### [DESCRIPTION OF THE TASK]
Copy out the listing below with each "dot" changed to "point", leaving everything else as it stands.
━━━━━ DATA FOR THE TASK ━━━━━
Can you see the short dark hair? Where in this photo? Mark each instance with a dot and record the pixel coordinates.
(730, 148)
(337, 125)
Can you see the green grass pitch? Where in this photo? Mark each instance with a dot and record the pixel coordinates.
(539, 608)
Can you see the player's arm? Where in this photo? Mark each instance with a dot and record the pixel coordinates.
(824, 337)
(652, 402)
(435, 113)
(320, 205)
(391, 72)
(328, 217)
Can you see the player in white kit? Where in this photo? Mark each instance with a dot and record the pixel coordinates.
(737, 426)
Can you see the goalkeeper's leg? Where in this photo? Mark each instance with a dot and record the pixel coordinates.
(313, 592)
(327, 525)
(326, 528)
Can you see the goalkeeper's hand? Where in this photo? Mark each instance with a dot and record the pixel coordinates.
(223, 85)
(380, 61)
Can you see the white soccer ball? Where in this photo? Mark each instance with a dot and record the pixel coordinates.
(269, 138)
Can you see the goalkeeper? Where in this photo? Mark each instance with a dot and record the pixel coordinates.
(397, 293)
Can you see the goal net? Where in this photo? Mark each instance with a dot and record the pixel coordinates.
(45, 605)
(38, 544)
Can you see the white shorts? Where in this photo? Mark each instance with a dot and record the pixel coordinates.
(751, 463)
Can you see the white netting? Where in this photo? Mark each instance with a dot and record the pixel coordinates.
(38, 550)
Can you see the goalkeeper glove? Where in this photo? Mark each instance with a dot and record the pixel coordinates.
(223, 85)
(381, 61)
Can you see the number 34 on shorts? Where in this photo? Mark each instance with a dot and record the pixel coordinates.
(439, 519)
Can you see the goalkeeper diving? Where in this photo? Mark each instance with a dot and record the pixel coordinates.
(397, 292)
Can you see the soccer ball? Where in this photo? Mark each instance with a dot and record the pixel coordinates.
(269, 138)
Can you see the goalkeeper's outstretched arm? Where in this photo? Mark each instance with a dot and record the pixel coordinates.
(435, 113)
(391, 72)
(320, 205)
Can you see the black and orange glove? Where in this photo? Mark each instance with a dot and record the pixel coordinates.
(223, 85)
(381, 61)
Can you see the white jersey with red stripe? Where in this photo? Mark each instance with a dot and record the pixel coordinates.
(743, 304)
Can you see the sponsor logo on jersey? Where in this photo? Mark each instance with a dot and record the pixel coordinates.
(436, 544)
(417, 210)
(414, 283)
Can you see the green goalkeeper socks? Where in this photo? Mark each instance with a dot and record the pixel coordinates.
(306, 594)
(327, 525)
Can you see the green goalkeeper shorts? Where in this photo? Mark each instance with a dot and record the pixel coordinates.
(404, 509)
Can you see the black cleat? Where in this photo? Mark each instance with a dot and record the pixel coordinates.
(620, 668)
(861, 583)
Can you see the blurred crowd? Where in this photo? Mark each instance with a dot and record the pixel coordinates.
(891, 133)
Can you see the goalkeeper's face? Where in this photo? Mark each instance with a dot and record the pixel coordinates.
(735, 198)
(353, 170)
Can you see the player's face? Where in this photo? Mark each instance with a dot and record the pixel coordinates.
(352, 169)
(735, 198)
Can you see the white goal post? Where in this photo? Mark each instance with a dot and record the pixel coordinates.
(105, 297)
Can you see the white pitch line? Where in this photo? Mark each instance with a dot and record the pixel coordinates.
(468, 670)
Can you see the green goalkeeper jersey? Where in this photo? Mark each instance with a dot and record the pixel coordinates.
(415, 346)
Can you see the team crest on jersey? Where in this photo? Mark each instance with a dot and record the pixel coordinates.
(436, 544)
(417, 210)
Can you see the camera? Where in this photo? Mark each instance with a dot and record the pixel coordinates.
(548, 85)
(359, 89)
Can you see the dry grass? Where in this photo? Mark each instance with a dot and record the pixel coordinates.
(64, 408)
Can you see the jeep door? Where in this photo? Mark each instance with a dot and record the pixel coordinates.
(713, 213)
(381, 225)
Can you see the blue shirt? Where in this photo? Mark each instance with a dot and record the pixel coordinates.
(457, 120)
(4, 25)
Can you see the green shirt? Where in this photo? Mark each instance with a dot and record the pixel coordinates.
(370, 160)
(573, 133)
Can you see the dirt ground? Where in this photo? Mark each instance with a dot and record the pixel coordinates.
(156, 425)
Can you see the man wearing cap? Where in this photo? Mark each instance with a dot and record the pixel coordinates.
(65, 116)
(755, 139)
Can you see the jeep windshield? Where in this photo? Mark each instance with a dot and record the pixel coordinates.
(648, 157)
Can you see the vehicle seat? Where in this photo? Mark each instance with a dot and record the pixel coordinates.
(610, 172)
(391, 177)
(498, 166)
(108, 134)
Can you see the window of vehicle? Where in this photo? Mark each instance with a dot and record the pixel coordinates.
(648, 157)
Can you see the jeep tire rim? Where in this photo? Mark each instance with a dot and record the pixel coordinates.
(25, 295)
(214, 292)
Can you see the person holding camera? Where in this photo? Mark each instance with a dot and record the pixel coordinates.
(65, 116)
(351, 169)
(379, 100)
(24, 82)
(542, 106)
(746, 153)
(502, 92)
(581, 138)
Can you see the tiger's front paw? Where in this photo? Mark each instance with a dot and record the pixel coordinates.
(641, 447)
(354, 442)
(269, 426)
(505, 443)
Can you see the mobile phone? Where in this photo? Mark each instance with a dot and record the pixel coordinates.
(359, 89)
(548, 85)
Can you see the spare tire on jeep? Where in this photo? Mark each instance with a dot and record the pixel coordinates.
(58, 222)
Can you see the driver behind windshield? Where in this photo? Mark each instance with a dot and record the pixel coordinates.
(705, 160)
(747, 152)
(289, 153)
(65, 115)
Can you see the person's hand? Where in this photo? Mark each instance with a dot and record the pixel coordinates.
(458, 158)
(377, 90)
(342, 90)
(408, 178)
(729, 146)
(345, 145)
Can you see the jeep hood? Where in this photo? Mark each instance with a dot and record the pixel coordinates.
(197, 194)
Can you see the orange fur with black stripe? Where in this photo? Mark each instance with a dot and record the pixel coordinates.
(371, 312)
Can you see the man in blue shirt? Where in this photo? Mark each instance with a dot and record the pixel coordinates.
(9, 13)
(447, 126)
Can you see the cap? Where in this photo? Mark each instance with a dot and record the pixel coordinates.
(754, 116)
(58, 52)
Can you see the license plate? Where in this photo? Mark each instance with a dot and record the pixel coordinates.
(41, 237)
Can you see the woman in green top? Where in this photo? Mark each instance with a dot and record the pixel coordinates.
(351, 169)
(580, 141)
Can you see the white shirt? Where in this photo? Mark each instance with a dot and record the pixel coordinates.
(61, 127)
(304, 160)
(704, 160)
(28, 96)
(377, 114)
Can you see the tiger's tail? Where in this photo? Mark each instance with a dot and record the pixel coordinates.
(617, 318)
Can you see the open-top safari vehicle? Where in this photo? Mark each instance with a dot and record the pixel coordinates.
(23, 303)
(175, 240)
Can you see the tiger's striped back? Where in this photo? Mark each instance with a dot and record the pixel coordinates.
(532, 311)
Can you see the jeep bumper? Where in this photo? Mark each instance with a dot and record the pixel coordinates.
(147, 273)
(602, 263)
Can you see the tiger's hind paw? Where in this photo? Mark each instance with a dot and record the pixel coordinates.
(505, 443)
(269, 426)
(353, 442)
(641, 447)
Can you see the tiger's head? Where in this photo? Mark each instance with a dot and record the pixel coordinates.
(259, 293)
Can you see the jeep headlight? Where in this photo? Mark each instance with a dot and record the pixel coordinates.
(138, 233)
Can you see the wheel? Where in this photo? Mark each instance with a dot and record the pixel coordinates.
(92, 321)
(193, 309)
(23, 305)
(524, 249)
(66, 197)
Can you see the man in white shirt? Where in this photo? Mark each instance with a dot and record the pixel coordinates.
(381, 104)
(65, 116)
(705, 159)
━━━━━
### [RESPONSE TO THIS TASK]
Can you see the short dark hair? Where in this photo? Mark each instance with a point and record the pixel coordinates.
(730, 148)
(337, 125)
Can you see the green grass pitch? Where in this photo? Mark each instance with a point and record the pixel coordinates.
(539, 608)
Can you see the player's arm? Where in this photo? Mark each instance with a point and record the pixel coordinates.
(824, 337)
(652, 402)
(435, 113)
(320, 205)
(391, 72)
(328, 217)
Can you see the player in white kit? Where in this photo? Mark each instance with a point and record the pixel coordinates.
(737, 426)
Can you see the goalkeeper's leg? Where in this photo? Mark each instance with a point and record the pixel coordinates.
(313, 592)
(327, 525)
(326, 528)
Can you see the goalkeeper's hand? Where in this photo? Mark each instance with a point and record the pixel coordinates.
(223, 85)
(380, 61)
Can you see the white soccer ball? Where in this photo? Mark each instance with a point and record the pixel coordinates.
(269, 138)
Can you see the goalkeeper? Where in this photo? Mark each instance with a point and record the pixel coordinates.
(397, 293)
Can you see the goal net? Where in this photo? Mark each instance with a point and record the pixel coordinates.
(45, 605)
(38, 544)
Can you see the white shorts? Where in this photo? Mark each instance with a point and record the pixel coordinates.
(751, 463)
Can you see the white netting? Where in this photo? Mark each instance with a point and record the pixel coordinates.
(38, 550)
Can you see the goalkeeper glove? Where in this photo? Mark each instance with a point and record the pixel coordinates.
(223, 85)
(381, 61)
Can you see the number 34 on shorts? Where in this photo? Mark each instance with a point and record the pixel coordinates.
(439, 519)
Can you see the goalkeeper diving? Where in this photo? Mark each instance with a point and record the pixel coordinates.
(397, 292)
Can you see the soccer ball? Where in this photo? Mark each instance with a point and record the pixel coordinates.
(269, 138)
Can you see the goalkeeper's outstretched arm? Where in this photo? Mark each instance with a point and record the pixel coordinates.
(435, 113)
(391, 72)
(320, 205)
Can you see the black and orange glove? Where in this photo? Mark each instance with a point and record the pixel coordinates.
(223, 85)
(381, 61)
Can you see the white jersey with red stripe? Where in this photo? Mark each instance with a point and record the pixel coordinates.
(743, 304)
Can you see the sponsor logo on jersey? Where in this photo? Mark each instance with a point and record the pixel coordinates.
(436, 544)
(417, 210)
(414, 283)
Can you see the green goalkeeper socks? Where in this photo? Mark each instance with a point and record the pixel coordinates.
(306, 594)
(327, 525)
Can you see the green goalkeeper shorts? Where in this photo? Mark each instance with a point and record the pixel coordinates.
(404, 509)
Can you see the black cleat? Where in this photo? Mark each instance with a point and record the pixel coordinates.
(620, 668)
(861, 583)
Can you see the blurred crowd? Where in this photo? Mark each instance with a point and record the pixel coordinates.
(891, 133)
Can you see the goalkeeper's face? Where in this photo? Mark each instance with a point and record the pixel coordinates.
(735, 198)
(353, 170)
Can you see the player's face? Where in this photo? Mark each instance with a point and record the pixel coordinates.
(352, 169)
(735, 198)
Can you see the white goal post? Where in this photo? Mark each instance with a point and record the pixel coordinates.
(105, 297)
Can you see the white pitch line? Where in this photo? Mark each instance with a point and record the pixel coordinates.
(468, 670)
Can you see the green goalkeeper jersey? Where in this photo? Mark each instance with a point and record the pixel coordinates.
(415, 346)
Can you see the team crest on jersey? Where in this photo? Mark each instance with a point and record the pixel coordinates.
(436, 544)
(417, 210)
Can you see the camera? Where in this photo? Mark each instance with a point and record the pixel coordinates.
(548, 85)
(359, 89)
Can you see the dry grass? Where in this photo? Mark each instance with a point and record the pixel coordinates.
(64, 408)
Can you see the jeep door? Where in this photo? Mark each instance with a point and record the pixel coordinates.
(713, 213)
(381, 225)
Can you see the blue shirt? Where in this photo? Mark each instance with a point and record the pixel coordinates.
(457, 120)
(4, 25)
Can you see the green shirt? Where in this photo? Mark each instance with a point and record the pixel coordinates.
(370, 160)
(573, 133)
Can you see the dirt ground? Where in this photo? Mark each instance with a point and record the pixel coordinates.
(156, 425)
Can you see the man wearing cap? Where in this photo? Mark each instance with a point and record the pixel coordinates.
(65, 116)
(755, 139)
Can you see the jeep windshield? Where in this photo? Mark each instance with a point and record the pixel coordinates.
(648, 157)
Can you see the vehicle seat? Where in this photo? Mark each instance with a point and record the pixel coordinates.
(610, 172)
(391, 177)
(498, 166)
(108, 134)
Can you see the window of vehicle? Where in this photo? Mark each instance with a point and record the pixel coordinates.
(648, 157)
Can you see the jeep tire rim? Where in this photo? Mark each instance with a point and record the pixel coordinates.
(25, 295)
(214, 292)
Can you see the person holding camera? Where in this photo? Mark each instance with a point and record the pixel coordinates.
(65, 116)
(351, 169)
(379, 100)
(24, 82)
(542, 106)
(746, 153)
(502, 92)
(581, 138)
Can you see the tiger's front paw? Where in this photo? Mark each instance with a point and record the pixel coordinates.
(641, 447)
(354, 442)
(269, 426)
(505, 443)
Can you see the mobile phone? Where in this photo? Mark each instance with a point and record the pixel coordinates.
(359, 89)
(548, 85)
Can you see the spare tire on jeep? Where in this photo? Mark each instance with a point and record the pixel coordinates.
(58, 222)
Can you see the driver behind windshield? Where in this photo? Mark each instance with a point and record the pixel coordinates.
(705, 160)
(747, 152)
(289, 153)
(65, 115)
Can you see the person's hand? Where in this photo? Mark each instance with a point and record the pixel coordinates.
(458, 158)
(377, 90)
(342, 90)
(408, 178)
(729, 146)
(345, 145)
Can you see the jeep hood? Where in this photo? Mark each instance with a point and record the pixel coordinates.
(197, 194)
Can you see the orange fur with black stripe? Where in this photo? Mark each instance with a point and record the pixel coordinates.
(371, 312)
Can you see the man in blue shirt? Where in this photo? Mark each instance with a point and record the pixel coordinates.
(9, 13)
(447, 126)
Can you see the cap? Where in this photo? Mark each instance with a point and record the pixel coordinates.
(754, 116)
(58, 52)
Can you see the license plate? Where in this photo? Mark each instance with a point and record the pixel coordinates.
(41, 237)
Can you see the woman in green top? Where in this photo? Mark each instance with a point and record the pixel coordinates.
(351, 169)
(580, 141)
Can you see the white shirt? Where in this photo? Mark each instance with a point and record the pixel coordinates.
(61, 127)
(304, 160)
(704, 160)
(28, 96)
(377, 114)
Can you see the tiger's tail? Where in this photo? Mark each instance with a point and record the pixel coordinates.
(617, 318)
Can you see the open-top safari vehicle? Where in this photo? Mark each instance with a point and record the pixel coordinates.
(23, 303)
(175, 240)
Can you see the tiger's striped back? Where in this photo? Mark each instance with a point and record the pixel coordinates.
(532, 311)
Can you see the jeep bumper? Where in this photo? Mark each instance with a point and record the pixel coordinates.
(147, 273)
(602, 263)
Can you see the tiger's hind paw? Where in this photo? Mark each instance with a point and record the pixel coordinates.
(505, 443)
(269, 426)
(353, 442)
(641, 447)
Can you see the tiger's head? Where in this photo? Mark each instance with a point and record the pixel coordinates.
(259, 293)
Can you see the jeep headlight? Where in this photo? Mark each instance with a point and record the pixel coordinates.
(138, 233)
Can you see the wheel? Where in this photo? Mark each instance with a point and record the pixel coordinates.
(92, 321)
(193, 309)
(23, 305)
(524, 249)
(66, 197)
Can you see the man in white shirt? Where in this photo? Mark each instance with a point and record the pixel coordinates.
(381, 104)
(65, 116)
(705, 159)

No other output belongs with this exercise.